● **Consegna**: Puoi citare alla lettera, dal testo sugli spazi condivisi riportato qui sotto, tutto il passo che va da «Quali proprietà deve» giù fino a «futuro più giusto.»?

● **Testo estratto**:

================

Quali proprietà deve presentare la ricostruzione di spazi condivisi, perché sia possibile la genesi di un soggetto plurale, un “noi” basato sull’intenzionalità collettiva? Per Filippo Barbera, «la ricostruzione di spazi davvero generativi di un futuro diverso deve essere porosa rispetto alla diversità radicale». Ma solo uno spazio che dia voce al bisogno degli ultimi, dei senza voce – i silenti – può abilitare le condizioni per la genesi della domanda di un futuro più giusto.
Spazio, quindi, ibridante, basato sulla reciprocità del riconoscimento – è l’eterarchia, il governo dell’altro: il governo di un’altra misura delle cose, un’altra convenzione di qualità, un’altra metrica del valore, basata sulla reciprocità, anche e soprattutto tra posizioni dissonanti, in conflitto, per «ricostituire una comune sfera di cittadinanza». Spazio, ancora, performativo, dove la domanda di senso fondativa emerge nel corso dell’azione stessa, dove l’appartenenza è data dal fare, dal «mettersi a repentaglio», per realizzare una comune promessa di futuro (politicizzazione del futuro).
Ma in questa organizzazione spaziale di una sfera pubblica quotidiana dissonante, l’idea stessa di cittadinanza, in quanto azione che nutre la capacità di attivare una domanda collettiva per un futuro più giusto, quale spazio assegnare al desiderio individuale e all’aspirazione personale alla felicità?
Come costruire allora l’architettura di uno spazio sociale in grado di generare le condizioni dell’azione collettiva, la produzione di effetti collettivi, e lasciare un’impronta nella realtà? Per Filippo Barbera, non si tratta tanto di promuovere una speculazione su un modello ideale di società, quanto invece una capacità pragmatica di generare effetti sul funzionamento reale della democrazia (“sperimentalismo democratico”) e al tempo stesso di costruire una nuova alleanza tra saperi tecnici e politica.

================

● **Elenco righe**:
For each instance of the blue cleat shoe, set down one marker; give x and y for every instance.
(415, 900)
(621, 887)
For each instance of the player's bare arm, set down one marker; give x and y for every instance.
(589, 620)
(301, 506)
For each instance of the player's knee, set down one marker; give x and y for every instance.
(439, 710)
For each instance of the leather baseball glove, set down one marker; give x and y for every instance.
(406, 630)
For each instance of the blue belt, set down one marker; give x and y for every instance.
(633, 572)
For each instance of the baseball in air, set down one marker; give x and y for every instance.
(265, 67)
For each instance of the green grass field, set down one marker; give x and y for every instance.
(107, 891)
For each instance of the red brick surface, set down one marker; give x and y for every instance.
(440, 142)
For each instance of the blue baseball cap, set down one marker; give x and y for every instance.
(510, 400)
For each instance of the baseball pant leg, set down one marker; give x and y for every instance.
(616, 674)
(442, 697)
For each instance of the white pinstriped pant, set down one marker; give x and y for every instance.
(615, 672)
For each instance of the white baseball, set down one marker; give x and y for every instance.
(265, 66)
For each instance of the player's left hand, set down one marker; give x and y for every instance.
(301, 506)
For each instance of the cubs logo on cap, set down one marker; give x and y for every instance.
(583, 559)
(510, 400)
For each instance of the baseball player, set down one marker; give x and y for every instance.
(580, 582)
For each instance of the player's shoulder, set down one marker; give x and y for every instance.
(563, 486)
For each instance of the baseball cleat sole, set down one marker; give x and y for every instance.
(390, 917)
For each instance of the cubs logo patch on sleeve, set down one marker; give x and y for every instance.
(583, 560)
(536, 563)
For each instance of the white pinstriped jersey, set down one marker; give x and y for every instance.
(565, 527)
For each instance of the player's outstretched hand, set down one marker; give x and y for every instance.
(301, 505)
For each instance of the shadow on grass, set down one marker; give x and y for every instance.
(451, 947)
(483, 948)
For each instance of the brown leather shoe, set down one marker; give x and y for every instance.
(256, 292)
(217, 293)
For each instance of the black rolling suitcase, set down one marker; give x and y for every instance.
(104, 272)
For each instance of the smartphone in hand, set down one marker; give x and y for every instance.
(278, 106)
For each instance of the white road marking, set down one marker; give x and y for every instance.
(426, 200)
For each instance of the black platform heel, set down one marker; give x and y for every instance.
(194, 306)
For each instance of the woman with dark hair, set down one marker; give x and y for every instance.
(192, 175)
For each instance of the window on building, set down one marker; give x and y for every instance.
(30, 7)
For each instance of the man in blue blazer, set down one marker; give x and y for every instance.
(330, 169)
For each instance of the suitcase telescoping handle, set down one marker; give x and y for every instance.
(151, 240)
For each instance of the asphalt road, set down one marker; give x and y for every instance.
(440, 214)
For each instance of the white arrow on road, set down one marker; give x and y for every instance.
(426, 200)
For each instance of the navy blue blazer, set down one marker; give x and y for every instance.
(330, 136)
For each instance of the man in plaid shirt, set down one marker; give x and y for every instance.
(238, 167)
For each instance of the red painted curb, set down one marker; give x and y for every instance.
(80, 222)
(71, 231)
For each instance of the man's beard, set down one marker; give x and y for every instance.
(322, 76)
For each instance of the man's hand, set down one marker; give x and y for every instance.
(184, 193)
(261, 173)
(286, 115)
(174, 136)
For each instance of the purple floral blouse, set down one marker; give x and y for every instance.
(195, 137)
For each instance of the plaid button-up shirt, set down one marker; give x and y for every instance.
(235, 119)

================

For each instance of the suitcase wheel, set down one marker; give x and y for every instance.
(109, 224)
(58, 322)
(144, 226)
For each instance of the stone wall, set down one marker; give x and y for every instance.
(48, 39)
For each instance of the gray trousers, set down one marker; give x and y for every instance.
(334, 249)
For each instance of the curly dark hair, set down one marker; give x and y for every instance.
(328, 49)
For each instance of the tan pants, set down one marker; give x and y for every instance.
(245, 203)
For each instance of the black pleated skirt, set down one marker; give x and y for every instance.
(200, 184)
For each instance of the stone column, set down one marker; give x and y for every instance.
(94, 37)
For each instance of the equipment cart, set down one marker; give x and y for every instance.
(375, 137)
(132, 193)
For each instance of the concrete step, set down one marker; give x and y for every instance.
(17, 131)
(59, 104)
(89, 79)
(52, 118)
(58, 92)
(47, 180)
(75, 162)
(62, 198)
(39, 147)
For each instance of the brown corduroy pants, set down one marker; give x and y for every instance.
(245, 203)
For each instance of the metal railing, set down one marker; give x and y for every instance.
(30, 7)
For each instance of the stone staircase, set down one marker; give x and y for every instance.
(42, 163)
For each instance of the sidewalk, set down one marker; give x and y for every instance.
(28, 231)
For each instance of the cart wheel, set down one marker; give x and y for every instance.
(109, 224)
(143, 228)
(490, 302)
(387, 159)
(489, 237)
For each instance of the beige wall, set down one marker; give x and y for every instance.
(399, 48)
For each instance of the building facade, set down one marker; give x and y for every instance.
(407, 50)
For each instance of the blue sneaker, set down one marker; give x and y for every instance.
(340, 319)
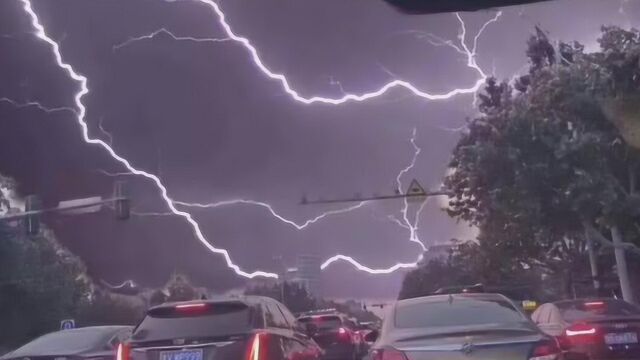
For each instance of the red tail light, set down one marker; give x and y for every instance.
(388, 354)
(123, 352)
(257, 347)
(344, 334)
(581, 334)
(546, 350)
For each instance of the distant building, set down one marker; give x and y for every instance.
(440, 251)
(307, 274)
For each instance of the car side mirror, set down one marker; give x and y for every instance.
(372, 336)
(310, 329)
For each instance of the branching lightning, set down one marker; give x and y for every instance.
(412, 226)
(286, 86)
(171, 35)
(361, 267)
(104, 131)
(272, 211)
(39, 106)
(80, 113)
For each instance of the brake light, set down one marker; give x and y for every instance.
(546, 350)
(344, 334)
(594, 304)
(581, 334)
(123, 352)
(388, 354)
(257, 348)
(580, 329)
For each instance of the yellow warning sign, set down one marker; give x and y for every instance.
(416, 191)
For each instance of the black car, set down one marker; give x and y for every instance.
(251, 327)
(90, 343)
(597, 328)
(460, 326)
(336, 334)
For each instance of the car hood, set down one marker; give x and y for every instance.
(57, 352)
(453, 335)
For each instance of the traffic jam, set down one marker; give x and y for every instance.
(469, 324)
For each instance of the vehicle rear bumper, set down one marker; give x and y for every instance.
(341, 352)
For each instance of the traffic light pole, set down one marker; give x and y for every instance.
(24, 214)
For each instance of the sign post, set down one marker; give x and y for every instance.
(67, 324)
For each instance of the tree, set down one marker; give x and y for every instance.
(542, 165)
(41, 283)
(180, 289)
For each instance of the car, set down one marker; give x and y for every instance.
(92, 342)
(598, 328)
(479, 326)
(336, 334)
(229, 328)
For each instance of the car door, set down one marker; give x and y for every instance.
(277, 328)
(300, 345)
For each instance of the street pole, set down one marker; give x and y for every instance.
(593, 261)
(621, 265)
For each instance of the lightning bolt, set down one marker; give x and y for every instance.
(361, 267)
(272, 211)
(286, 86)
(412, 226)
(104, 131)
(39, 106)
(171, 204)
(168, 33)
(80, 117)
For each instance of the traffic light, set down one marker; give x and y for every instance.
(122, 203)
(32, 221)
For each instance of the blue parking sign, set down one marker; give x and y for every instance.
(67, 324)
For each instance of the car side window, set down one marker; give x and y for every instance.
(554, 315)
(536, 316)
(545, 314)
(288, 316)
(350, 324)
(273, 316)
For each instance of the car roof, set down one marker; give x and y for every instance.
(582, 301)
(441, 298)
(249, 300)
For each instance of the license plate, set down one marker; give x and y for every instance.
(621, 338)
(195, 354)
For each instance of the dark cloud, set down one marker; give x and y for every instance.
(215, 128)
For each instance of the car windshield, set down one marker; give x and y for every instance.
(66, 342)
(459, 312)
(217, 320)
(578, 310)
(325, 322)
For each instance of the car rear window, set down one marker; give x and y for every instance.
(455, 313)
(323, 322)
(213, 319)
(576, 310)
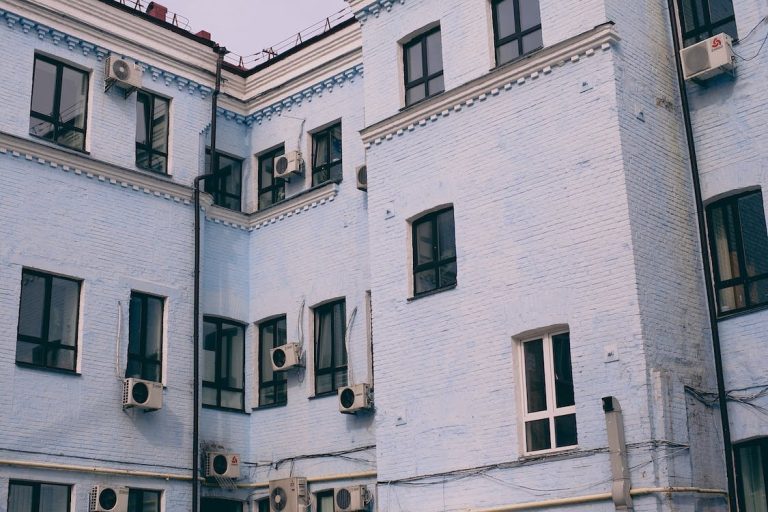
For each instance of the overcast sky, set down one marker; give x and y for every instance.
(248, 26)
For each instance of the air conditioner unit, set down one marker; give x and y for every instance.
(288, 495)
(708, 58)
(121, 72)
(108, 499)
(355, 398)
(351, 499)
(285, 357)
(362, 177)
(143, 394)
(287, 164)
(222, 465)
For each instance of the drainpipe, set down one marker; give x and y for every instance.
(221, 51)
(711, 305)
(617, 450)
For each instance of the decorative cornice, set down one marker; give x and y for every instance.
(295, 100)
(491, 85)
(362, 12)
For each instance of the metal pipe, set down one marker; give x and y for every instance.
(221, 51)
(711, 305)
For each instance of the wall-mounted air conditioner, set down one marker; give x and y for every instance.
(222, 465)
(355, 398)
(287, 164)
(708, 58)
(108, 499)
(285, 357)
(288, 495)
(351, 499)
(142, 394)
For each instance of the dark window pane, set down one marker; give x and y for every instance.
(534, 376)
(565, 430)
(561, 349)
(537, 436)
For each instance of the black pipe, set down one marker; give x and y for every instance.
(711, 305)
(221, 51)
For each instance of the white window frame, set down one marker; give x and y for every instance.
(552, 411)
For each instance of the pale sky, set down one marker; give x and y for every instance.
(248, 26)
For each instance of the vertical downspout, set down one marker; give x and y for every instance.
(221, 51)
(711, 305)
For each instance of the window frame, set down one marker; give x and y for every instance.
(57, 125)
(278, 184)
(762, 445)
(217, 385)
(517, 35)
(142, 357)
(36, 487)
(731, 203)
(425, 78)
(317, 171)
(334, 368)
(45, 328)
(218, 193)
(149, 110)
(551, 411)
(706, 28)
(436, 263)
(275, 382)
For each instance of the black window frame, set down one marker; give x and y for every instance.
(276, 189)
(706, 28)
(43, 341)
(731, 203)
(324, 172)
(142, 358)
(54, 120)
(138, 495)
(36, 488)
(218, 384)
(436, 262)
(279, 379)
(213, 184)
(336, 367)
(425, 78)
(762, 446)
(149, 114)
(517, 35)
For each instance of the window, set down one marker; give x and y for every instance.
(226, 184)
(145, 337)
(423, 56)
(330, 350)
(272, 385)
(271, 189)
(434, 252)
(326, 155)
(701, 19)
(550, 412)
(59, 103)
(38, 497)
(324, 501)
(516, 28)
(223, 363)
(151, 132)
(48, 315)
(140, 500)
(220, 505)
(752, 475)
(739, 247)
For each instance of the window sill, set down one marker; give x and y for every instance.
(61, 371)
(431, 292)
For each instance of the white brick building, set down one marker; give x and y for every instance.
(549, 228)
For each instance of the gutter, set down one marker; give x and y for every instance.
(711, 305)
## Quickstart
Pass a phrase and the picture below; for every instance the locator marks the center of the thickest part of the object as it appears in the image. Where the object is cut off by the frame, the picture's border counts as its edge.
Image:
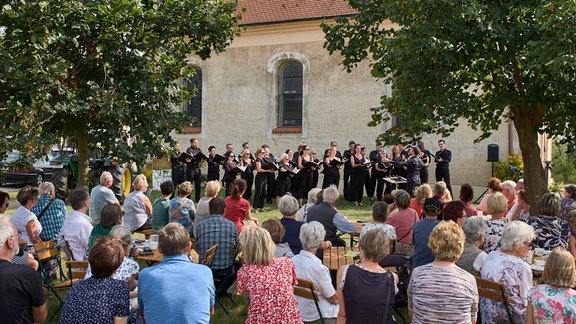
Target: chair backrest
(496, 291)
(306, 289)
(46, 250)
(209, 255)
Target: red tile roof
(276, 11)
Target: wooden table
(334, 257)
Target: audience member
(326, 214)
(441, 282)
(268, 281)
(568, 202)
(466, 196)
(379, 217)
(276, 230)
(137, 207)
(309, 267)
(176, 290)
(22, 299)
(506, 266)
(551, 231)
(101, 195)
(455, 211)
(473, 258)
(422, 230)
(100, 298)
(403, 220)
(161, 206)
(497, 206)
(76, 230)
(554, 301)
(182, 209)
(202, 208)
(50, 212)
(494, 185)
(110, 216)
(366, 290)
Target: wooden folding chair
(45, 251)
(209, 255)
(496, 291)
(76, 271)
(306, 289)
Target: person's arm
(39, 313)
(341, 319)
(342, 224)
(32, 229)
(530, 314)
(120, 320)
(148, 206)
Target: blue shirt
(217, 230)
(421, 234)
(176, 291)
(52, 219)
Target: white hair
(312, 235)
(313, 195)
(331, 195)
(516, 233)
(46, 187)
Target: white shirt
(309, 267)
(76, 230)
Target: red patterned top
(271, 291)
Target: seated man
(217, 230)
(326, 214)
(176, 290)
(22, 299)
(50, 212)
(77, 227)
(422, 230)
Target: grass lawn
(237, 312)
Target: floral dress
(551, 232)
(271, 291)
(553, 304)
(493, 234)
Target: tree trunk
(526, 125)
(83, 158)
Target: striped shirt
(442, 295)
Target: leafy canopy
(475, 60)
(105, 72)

================

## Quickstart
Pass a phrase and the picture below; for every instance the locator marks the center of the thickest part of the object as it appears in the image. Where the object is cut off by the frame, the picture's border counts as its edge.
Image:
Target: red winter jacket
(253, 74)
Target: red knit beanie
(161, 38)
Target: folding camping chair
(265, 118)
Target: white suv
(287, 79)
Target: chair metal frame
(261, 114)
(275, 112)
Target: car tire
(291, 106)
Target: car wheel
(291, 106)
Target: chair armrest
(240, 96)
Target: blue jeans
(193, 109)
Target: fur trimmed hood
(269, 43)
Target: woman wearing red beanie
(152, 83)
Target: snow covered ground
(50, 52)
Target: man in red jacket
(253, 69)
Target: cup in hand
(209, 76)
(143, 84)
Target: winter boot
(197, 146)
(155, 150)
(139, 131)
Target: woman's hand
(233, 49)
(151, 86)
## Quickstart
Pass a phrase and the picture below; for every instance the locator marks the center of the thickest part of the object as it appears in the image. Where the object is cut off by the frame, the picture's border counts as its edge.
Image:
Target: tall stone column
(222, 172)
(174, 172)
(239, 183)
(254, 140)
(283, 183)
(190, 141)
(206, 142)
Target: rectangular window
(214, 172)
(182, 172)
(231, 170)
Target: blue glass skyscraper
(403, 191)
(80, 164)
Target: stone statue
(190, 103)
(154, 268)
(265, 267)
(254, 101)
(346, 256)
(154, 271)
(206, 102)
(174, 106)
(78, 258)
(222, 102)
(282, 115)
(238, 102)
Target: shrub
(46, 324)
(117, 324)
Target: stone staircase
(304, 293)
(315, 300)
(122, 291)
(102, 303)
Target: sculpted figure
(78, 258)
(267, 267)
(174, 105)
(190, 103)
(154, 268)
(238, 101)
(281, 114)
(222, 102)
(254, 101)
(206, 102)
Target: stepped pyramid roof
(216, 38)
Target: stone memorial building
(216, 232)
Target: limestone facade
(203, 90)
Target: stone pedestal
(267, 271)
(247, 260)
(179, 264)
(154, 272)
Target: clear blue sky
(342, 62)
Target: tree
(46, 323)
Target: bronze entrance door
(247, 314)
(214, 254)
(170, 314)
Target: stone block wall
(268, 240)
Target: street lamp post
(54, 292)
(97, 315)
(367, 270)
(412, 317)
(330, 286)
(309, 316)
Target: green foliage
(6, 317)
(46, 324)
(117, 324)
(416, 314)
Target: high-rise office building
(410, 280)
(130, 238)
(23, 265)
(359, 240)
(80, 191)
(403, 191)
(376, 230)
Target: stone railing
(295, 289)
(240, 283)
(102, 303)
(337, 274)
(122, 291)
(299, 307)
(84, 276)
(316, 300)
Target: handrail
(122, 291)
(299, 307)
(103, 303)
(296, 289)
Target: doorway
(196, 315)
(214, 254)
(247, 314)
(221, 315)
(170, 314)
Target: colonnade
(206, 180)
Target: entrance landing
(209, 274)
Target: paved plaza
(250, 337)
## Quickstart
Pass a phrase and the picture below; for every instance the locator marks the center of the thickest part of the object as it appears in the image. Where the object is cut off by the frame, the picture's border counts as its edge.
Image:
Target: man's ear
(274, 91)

================

● **Risposta**:
Quali proprietà deve presentare la ricostruzione di spazi condivisi, perché sia possibile la genesi di un soggetto plurale, un “noi” basato sull’intenzionalità collettiva? Per Filippo Barbera, «la ricostruzione di spazi davvero generativi di un futuro diverso deve essere porosa rispetto alla diversità radicale». Ma solo uno spazio che dia voce al bisogno degli ultimi, dei senza voce – i silenti – può abilitare le condizioni per la genesi della domanda di un futuro più giusto.